There has been plenty of discussion from all quarters about how the UK failed to grasp the significance of nanotechnology, and instead spent years fretting over heath and safety implications. Without any real nanotechnology related activity in UK industry, worrying about the potential downside is like spending all your time planning what you will do if you win the lottery. But you have to be in it to win it.
The UKs Nanotechnology knowledge Transfer Network, the body charged with”accelerating innovation in nanoscale technologies” has contributed an article to Nanotechnology Nowlooking at responsible nanotechnology. There’s nothing wrong with it per se, it’s a good round up, but after ten years of dealing with every part of the UK government that touches on nanotechnology, from the Treasury to DEFRA (the Department for Environment, Food and Rural Affairs) I can’t remember anyone extolling the potential economic benefits of nanotechnology, and it’s a real tragedy.

▶ WHAT TO DO
#1 Summarize the piece on UK nanotechnology in two sentences.
#2 Rewrite the paragraph of the piece on UK nanotechnology that begins "There has been plenty of discussion" as a short bulleted list that keeps its main points.
#3 Write a continuation of the piece on UK nanotechnology, picking up right after its final sentence.

▶ Region pointing data
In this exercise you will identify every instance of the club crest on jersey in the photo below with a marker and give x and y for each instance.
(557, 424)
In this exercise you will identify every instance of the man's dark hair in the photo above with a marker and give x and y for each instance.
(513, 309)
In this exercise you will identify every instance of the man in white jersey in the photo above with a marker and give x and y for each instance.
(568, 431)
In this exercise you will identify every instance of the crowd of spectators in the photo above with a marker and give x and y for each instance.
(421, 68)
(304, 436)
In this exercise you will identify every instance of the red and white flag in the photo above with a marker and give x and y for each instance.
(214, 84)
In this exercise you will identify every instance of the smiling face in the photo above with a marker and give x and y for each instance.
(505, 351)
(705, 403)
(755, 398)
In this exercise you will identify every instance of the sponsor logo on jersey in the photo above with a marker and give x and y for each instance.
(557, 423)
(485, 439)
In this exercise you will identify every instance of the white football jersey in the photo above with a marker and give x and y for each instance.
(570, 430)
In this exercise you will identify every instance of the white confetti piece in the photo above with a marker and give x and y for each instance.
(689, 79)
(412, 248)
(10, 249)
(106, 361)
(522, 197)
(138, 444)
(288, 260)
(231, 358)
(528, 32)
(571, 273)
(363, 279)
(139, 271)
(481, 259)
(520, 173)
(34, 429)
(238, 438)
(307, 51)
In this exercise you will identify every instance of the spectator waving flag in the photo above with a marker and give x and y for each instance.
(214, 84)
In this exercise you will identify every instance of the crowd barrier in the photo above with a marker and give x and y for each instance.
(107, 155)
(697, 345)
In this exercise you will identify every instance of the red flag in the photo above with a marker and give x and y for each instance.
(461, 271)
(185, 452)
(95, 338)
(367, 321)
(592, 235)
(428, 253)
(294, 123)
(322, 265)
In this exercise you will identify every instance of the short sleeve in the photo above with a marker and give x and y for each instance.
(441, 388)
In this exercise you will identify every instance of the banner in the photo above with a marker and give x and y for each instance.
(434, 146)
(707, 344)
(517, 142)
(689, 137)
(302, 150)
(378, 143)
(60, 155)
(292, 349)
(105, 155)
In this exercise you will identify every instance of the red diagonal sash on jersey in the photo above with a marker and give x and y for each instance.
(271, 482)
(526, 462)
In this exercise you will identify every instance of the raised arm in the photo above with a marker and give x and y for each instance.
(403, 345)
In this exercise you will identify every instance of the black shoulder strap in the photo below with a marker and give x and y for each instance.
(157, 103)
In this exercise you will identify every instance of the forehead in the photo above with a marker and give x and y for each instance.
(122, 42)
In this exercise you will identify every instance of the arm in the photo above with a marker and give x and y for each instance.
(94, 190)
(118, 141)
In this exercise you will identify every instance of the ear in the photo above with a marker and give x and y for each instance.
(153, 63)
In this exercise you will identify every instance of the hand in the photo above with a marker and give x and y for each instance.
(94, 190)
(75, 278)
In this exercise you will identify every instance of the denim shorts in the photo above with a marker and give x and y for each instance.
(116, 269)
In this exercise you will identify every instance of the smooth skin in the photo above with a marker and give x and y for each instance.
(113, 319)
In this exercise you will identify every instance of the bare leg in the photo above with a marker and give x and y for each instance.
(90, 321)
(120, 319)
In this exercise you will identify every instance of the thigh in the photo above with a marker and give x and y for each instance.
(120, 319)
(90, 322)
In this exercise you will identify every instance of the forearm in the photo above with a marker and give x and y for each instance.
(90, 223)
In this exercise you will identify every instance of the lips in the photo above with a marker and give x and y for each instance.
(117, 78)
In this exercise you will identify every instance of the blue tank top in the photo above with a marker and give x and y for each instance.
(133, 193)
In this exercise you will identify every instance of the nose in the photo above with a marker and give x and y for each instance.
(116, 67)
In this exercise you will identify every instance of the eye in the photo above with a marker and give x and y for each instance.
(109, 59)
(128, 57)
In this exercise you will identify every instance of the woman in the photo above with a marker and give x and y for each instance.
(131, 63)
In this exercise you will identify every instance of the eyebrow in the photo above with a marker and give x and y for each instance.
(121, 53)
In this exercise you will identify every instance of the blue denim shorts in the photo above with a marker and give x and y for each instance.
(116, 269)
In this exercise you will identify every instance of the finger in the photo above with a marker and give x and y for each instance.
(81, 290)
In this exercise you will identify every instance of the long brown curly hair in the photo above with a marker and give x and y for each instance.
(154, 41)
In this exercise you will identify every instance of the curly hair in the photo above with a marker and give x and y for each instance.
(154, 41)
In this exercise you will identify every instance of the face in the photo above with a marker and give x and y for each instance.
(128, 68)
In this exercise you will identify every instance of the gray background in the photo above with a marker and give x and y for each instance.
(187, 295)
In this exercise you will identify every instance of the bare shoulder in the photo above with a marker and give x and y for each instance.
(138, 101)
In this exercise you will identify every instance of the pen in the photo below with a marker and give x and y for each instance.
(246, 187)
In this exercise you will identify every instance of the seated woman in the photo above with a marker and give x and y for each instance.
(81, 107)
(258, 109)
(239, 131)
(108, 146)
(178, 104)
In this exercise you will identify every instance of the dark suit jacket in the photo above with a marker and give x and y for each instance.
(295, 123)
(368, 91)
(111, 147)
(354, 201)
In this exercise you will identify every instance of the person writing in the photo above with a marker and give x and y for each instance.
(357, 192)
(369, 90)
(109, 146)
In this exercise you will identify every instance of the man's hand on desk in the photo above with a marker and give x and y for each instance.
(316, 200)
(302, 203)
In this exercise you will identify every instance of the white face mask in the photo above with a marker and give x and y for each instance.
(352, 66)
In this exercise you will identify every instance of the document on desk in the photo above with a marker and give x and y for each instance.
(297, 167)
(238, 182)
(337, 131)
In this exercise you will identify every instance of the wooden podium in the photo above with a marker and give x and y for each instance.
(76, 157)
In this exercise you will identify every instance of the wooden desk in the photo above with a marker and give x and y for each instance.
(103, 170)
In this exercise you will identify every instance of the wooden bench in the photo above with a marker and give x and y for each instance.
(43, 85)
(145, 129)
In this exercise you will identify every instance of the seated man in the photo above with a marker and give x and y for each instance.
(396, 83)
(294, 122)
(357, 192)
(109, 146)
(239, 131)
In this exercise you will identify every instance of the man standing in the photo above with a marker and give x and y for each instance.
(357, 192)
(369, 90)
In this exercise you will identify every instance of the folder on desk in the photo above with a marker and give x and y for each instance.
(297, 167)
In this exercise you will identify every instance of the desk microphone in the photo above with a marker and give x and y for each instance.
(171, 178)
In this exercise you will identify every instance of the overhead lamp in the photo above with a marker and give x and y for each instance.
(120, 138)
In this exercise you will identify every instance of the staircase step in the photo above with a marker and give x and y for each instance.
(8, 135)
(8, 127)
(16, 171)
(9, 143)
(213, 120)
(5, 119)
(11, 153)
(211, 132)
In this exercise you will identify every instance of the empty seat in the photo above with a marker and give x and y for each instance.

▶ ANSWERS PER TASK
#1 Many have discussed how the UK failed to grasp the significance of nanotechnology and spent years worrying about its potential downside, even though UK industry had no real nanotechnology activity. The UK's Nanotechnology Knowledge Transfer Network has contributed a good roundup on responsible nanotechnology, but the writer, after ten years of dealing with government departments from the Treasury to DEFRA, cannot remember anyone praising the technology's potential economic benefits.

#2
- Many have discussed how the UK failed to grasp the significance of nanotechnology and instead spent years fretting over its safety implications.
- With no real nanotechnology activity in UK industry, worrying about the potential downside is like spending all your time planning what to do if you win the lottery.
- You have to be in it to win it.

#3
The UK has thousands of word class scientists beavering away on everything from graphene to cancer treatment and instead of being encouraged and aided to spin out their research into world-class companies, the government attitude is solely concerned with what might happen if someone “accidentally” inhaled a kilo of carbon nanotubes or managed to munch their way through a family sized bucket of fried chicken laced with quantum dots. It is probably why our rankings indicate that there is not too much difference between India and the UK as a place to commercialise nanotech.